### DATASET EXTRACT ###

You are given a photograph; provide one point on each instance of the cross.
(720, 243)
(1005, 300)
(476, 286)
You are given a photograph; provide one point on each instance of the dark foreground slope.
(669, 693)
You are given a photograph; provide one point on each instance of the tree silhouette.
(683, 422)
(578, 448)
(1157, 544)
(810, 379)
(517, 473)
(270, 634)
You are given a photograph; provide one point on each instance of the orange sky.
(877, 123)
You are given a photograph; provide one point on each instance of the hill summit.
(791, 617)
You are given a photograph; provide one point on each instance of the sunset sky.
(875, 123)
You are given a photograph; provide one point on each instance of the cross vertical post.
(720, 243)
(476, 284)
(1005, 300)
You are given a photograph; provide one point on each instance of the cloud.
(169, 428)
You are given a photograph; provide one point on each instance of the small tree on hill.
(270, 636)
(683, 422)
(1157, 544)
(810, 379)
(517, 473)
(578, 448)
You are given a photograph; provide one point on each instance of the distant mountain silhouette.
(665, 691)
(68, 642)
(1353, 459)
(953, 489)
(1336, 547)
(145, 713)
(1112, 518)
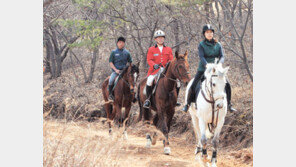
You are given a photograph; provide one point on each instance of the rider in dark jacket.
(208, 50)
(118, 60)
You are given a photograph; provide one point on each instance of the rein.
(177, 69)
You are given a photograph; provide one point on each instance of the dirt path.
(96, 148)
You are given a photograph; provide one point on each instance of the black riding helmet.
(121, 39)
(207, 27)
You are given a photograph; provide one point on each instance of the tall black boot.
(228, 96)
(148, 94)
(178, 104)
(189, 99)
(111, 97)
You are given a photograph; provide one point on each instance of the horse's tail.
(208, 132)
(140, 103)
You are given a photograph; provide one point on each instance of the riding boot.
(148, 94)
(111, 97)
(228, 96)
(178, 104)
(189, 99)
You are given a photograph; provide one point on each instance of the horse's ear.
(216, 60)
(176, 54)
(186, 54)
(226, 69)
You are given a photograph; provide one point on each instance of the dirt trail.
(131, 152)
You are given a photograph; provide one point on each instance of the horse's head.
(181, 67)
(215, 80)
(131, 74)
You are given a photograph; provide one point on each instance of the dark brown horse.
(124, 95)
(165, 97)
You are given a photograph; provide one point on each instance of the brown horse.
(165, 97)
(124, 95)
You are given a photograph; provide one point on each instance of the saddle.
(116, 81)
(156, 79)
(196, 90)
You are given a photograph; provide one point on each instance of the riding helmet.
(207, 27)
(159, 33)
(121, 39)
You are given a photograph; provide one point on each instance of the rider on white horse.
(209, 115)
(208, 50)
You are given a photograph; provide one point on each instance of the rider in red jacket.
(158, 56)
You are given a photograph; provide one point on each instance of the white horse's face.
(216, 80)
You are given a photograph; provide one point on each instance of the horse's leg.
(215, 141)
(126, 118)
(203, 141)
(169, 114)
(162, 124)
(111, 117)
(118, 114)
(197, 133)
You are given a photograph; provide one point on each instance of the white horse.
(211, 99)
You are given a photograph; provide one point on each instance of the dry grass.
(77, 144)
(89, 144)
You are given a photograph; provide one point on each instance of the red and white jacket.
(154, 56)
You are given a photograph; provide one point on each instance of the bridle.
(125, 81)
(177, 69)
(212, 101)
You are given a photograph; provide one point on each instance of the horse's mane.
(165, 70)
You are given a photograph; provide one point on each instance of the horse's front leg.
(162, 125)
(110, 117)
(215, 141)
(126, 118)
(203, 141)
(197, 133)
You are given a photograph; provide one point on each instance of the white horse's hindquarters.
(187, 89)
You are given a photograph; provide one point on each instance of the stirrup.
(111, 97)
(185, 108)
(146, 104)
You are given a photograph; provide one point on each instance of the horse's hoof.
(148, 144)
(167, 150)
(197, 150)
(214, 164)
(125, 137)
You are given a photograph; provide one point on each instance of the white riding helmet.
(159, 33)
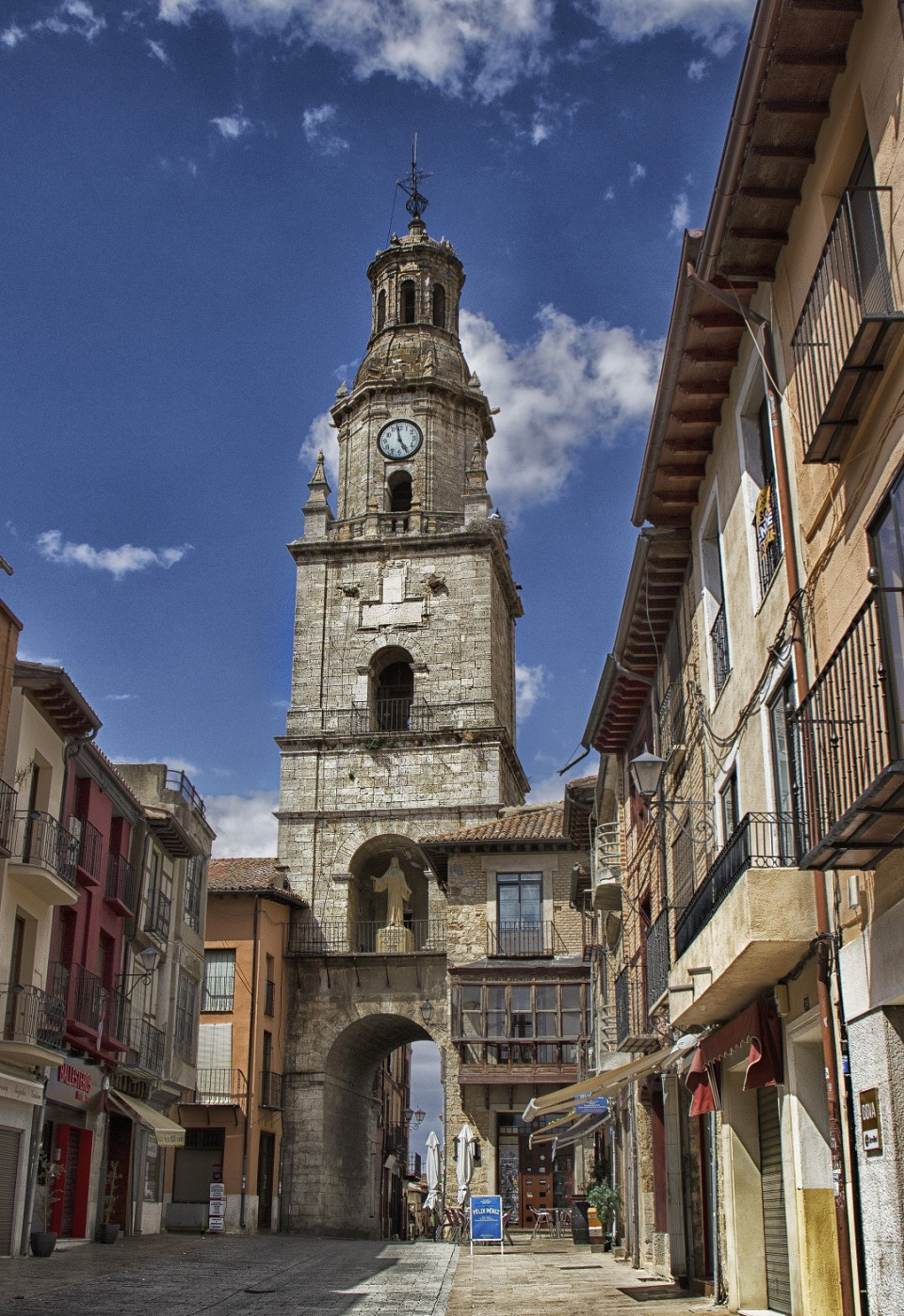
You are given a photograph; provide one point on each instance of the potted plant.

###

GIVEN PROBLEM =>
Leave out the pictures and copy everything else in the records word for word.

FINISHED EXERCISE =>
You are given a photograph; provide one point on each instance of the cross.
(720, 243)
(1005, 300)
(476, 286)
You are given a photograph; provide one point on each instance of the dark foreground slope.
(669, 693)
You are given a photograph; provide one point on each instance of the tree silhouette.
(683, 422)
(578, 448)
(1157, 544)
(810, 379)
(517, 473)
(270, 634)
You are given a photograph; provide one point on each instance of the orange sky.
(877, 123)
You are given a photograph; provide one point on each instance of the hill summit.
(791, 617)
You are given a photograph; provide one point on each instance of the sunset sky.
(875, 123)
You are given a photograph; provide one point on each instance of the cross vertical post.
(720, 243)
(476, 284)
(1005, 300)
You are given a photograph; provide one point on each instance of the cloud.
(169, 428)
You are given a photograph; provide one point on each instance of the small tree on hill.
(270, 636)
(683, 422)
(1157, 544)
(810, 379)
(517, 473)
(578, 448)
You are given a photograph; provide one point on each instance of the distant mountain silhouette.
(665, 691)
(68, 642)
(1353, 459)
(953, 489)
(1336, 547)
(145, 713)
(1112, 518)
You are given a photograph; provide one point on each instance of the rider in dark jacket.
(208, 50)
(118, 60)
You are given a photograph; provide one point on each instance of the rein.
(177, 69)
You are given a photograph; provide one point on each instance of the dirt path.
(96, 148)
You are given a photograph; provide one point on each instance of the black riding helmet.
(121, 39)
(207, 27)
You are given a photograph; provide one point on each instance of the tall black boot.
(228, 96)
(148, 94)
(178, 104)
(189, 99)
(111, 97)
You are given a photograph; provide one point on each instance of the horse's tail.
(208, 132)
(140, 103)
You are given a photograph; provide one point on each instance of the riding boot.
(148, 94)
(111, 97)
(228, 96)
(178, 104)
(189, 99)
You are given a photograph; provide one point on each instance of the horse's ear.
(216, 60)
(176, 54)
(186, 54)
(226, 69)
You are given a photograph; provide one point on each instance of the dirt trail.
(131, 152)
You are given a photograph; provide one point on each instance of the horse's head.
(181, 67)
(215, 80)
(131, 74)
You are given a photograph; provide one point on each instance of the dark brown horse.
(124, 95)
(165, 97)
You are given a photograph; provide one point on each instance of the brown horse.
(165, 97)
(124, 95)
You are given a photograph; provide one point on each instance of the saddle.
(116, 81)
(156, 79)
(196, 90)
You are given a photograph; provide one point on each instance of the riding helmet.
(207, 27)
(159, 33)
(121, 39)
You are given a photograph; provide one point on each instance of the rider on white horse.
(209, 115)
(208, 50)
You are given a photograph; provide one point on each instance of the rider in red jacket.
(158, 56)
You are given a photograph; provide one point on each instance of the white horse's face.
(216, 80)
You are given a photograph; provide one point on each instance of the horse's leg.
(215, 141)
(126, 118)
(203, 141)
(169, 114)
(162, 124)
(111, 117)
(118, 114)
(197, 133)
You are given a photograph; provide one point on each instance of the white horse.
(211, 99)
You are given a photograph; provide one point on each instance of the dry grass.
(77, 144)
(89, 144)
You are given a photograph; provide one point on each instance of the red and white jacket.
(154, 56)
You are given a photograph; provide one point on each instance of the bridle.
(125, 81)
(177, 69)
(212, 101)
You are given a photograph; provide one point on each instance of the horse's mane.
(165, 70)
You are given a photograph; provide one point on each instance of the horse's front leg.
(162, 125)
(110, 117)
(215, 141)
(126, 118)
(203, 141)
(197, 133)
You are given a photograph; provide one point on each instance of the white horse's hindquarters.
(187, 89)
You are given a photograph; provide one point on each instance of the stirrup.
(111, 97)
(185, 108)
(146, 104)
You are given a photograph; provide one point on each instance of the horse's hoof.
(148, 144)
(167, 150)
(197, 150)
(214, 164)
(125, 137)
You are given a photograph; provide one point on each instance of the white riding helmet.
(159, 33)
You are given a photograph; provide one point on each instance of the potted plant.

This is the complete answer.